Pointing and labeling entries
┌──

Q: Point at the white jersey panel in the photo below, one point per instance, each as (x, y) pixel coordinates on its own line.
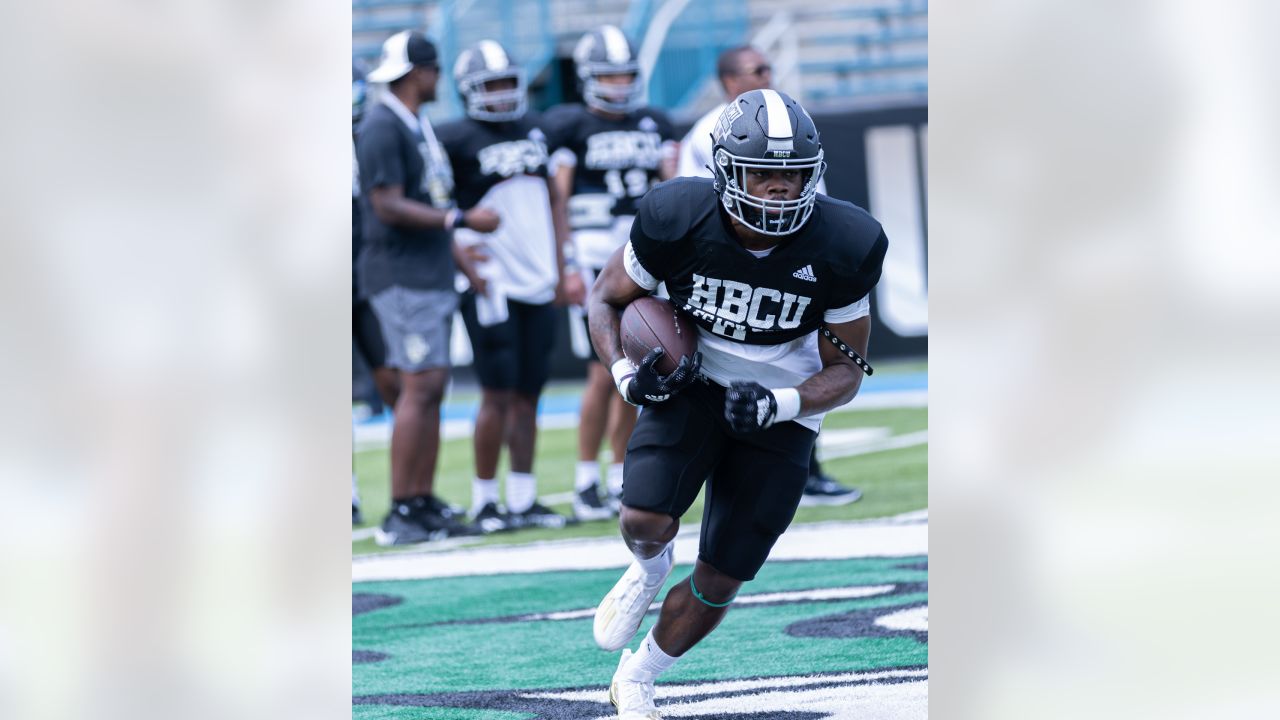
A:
(772, 365)
(522, 249)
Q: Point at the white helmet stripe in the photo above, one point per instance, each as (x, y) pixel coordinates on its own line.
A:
(778, 119)
(615, 45)
(494, 58)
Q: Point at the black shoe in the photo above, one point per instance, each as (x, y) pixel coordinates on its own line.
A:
(588, 505)
(403, 527)
(821, 490)
(434, 511)
(540, 516)
(490, 519)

└──

PROBLEM STATEMENT:
Copy every line of the records above word for word, leaving out the pictures.

REPLY TO THE TASK:
Q: Point at the white jersey panel in the photo below, one point per instance, each as (x, y) pixel coordinates on its own line.
A:
(772, 365)
(522, 249)
Q: Point at the white helmet stripe in the photo above, one point per instance, each as (x, y) pixel coordinates on its own line.
A:
(778, 119)
(615, 45)
(494, 58)
Q: Point at the black shoe in the photo above, one point per instance, each as (x, y) pixel coordinates on its own line.
A:
(588, 505)
(403, 527)
(821, 490)
(434, 511)
(540, 516)
(490, 519)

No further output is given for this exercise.